**Selected extract**
_ _ _

Abstract
Deliberation among the public appears wanting, even in many of the world’s established democracies. This apparent lack of mutually respectful conversation among citizens about politics involving a give-and-take of reasons is often ascribed to growing affective polarisation. The more the citizens come to think of each other as belonging to opposing groups, the less likely it allegedly becomes that they will show respect towards each other or exchange arguments while talking politics. However, the empirical support for this common supposition remains tentative, as prior research suffers from potential endogeneity problems and selection bias. To address these limitations, we introduce a novel experimental design involving an imagined conversation on refugee policy in Poland. Our experimental test shows that, on average, participants’ inclination to deliberate did not significantly differ based on whether they imagined talking to someone from an ingroup or to someone from an outgroup instead. Our findings thereby suggest that the relationship between group identification and public deliberation might not be as straightforward as is often assumed. At least in some contexts, a lack of mutual group identification does not spell disaster for deliberation.
Introduction
Public deliberation is often considered a key ingredient to making democracy work but it equally often seems in short supply. Political theorists and pundits routinely suggest that affective polarisation is a root cause of the apparent lack of public deliberation, that is, mutually respectful conversation among citizens about politics involving a give-and-take of reasons (e.g. Dryzek et al., 2019). The argument is generally that the more the citizens come to think of each other as belonging to opposing groups (e.g. as members of different political parties), the less likely it becomes that they will show respect towards each other or exchange arguments while talking politics. Public deliberation, then, is thought to require a common group identity that ‘[holds] citizens together or [makes] them feel that they are engaged in a common political enterprise’ (O’Flynn, 2006: 5).
There is ample observational evidence that when citizens identify with the same group they become inclined to deal with their political differences through deliberation. For example, the literature on social movements suggests that group identification correlates positively with support for deliberation (Della Porta, 2013) and that deliberation tends to subside precisely once a movement’s groupishness declines because factions emerge (Min, 2015) or, for instance, a movement expands and comes to include ‘newcomers’ (Polletta, 2002). Similarly, studies of town (hall) meetings and deliberative forums also tend to report a positive relationship between group identification, on the one hand, and deliberation, on the other hand (Cossart et al., 2019; Mendelberg and Oleske, 2000). Myers (2022) shows, for example, that social identification in Rural Climate Dialogues in Minnesota promoted deliberation, and in a large-scale study of 19 deliberative forums Niemeyer et al. (2024) demonstrate that reasoning tends to improve when participants have bonded prior to political discussion. 1
However, despite the consistency of the finding that mutual group identification correlates positively with public deliberation, the observational nature of prior studies gives rise to two potential endogeneity problems: omitted variable bias and reverse causality. Regarding the former, it often remains difficult to ascertain to what degree it is mutual group identification that drives public deliberation or a third variable such as group composition instead. Regarding the latter, it is not obvious that mutual group identification enhances public deliberation rather than vice versa. Deliberation is commonly expected to reduce animosity between groups and there is empirical evidence suggesting that when citizens from different linguistic or partisan groups deliberate together they become more appreciative of the outgroup (Caluwaerts and Reuchamps, 2014; Fishkin et al., 2021).

_ _ _

**Data shown**
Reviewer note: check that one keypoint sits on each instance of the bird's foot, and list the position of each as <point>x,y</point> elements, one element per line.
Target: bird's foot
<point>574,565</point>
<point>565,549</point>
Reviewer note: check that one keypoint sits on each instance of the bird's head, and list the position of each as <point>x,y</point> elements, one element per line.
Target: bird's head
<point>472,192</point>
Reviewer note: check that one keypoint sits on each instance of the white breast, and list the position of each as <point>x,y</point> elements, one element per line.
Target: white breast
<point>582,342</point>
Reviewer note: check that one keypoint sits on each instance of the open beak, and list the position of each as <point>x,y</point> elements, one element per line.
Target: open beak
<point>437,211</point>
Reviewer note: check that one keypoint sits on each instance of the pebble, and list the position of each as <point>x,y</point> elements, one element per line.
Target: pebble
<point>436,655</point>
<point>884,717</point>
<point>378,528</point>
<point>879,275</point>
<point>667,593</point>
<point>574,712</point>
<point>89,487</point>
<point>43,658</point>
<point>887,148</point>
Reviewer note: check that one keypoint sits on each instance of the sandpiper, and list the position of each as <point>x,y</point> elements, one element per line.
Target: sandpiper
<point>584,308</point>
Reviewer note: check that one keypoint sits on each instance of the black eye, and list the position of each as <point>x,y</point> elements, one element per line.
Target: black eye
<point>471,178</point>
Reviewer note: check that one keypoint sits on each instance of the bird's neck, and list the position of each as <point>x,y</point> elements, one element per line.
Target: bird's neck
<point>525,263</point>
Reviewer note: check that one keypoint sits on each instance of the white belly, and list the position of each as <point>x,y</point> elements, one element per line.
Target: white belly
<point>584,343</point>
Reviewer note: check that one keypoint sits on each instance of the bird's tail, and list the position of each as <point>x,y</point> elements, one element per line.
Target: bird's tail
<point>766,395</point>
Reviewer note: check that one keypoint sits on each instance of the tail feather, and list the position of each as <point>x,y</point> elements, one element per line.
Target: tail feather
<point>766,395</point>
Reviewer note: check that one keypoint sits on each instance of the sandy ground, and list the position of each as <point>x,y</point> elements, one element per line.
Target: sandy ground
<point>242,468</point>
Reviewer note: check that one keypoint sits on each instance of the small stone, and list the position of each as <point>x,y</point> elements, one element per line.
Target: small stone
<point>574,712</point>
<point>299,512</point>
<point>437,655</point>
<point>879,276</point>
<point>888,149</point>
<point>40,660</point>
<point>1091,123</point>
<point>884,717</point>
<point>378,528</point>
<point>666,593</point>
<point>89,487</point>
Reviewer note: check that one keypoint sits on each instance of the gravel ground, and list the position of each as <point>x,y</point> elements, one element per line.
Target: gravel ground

_ _ _

**Given exercise 1**
In the text on public deliberation, what topic was the imagined conversation in the experimental design about?
**Given exercise 2**
Please lay out the lines of the records as a numbered list, starting at the line that contains "white breast, and" and stopping after the line that contains "<point>584,343</point>". Include only those lines and leave out any blank ones.

**Exercise result 1**
Refugee policy in Poland.

**Exercise result 2**
1. Reviewer note: check that one keypoint sits on each instance of the white breast, and list the position of each as <point>x,y</point> elements, one element per line.
2. Target: white breast
3. <point>582,342</point>
4. Reviewer note: check that one keypoint sits on each instance of the open beak, and list the position of each as <point>x,y</point> elements, one element per line.
5. Target: open beak
6. <point>437,211</point>
7. Reviewer note: check that one keypoint sits on each instance of the pebble, and list the position of each as <point>x,y</point> elements, one element per line.
8. Target: pebble
9. <point>436,655</point>
10. <point>884,717</point>
11. <point>378,528</point>
12. <point>879,275</point>
13. <point>667,593</point>
14. <point>574,712</point>
15. <point>89,487</point>
16. <point>43,658</point>
17. <point>887,148</point>
18. Reviewer note: check that one keypoint sits on each instance of the sandpiper, and list the position of each as <point>x,y</point> elements, one element per line.
19. Target: sandpiper
20. <point>584,308</point>
21. Reviewer note: check that one keypoint sits on each instance of the black eye, and list the position of each as <point>x,y</point> elements, one element per line.
22. Target: black eye
23. <point>471,178</point>
24. Reviewer note: check that one keypoint sits on each instance of the bird's neck, and list the position of each as <point>x,y</point> elements, one element per line.
25. Target: bird's neck
26. <point>525,263</point>
27. Reviewer note: check that one keypoint sits on each instance of the white belly, and list the position of each as <point>x,y</point> elements, one element per line.
28. Target: white belly
29. <point>584,343</point>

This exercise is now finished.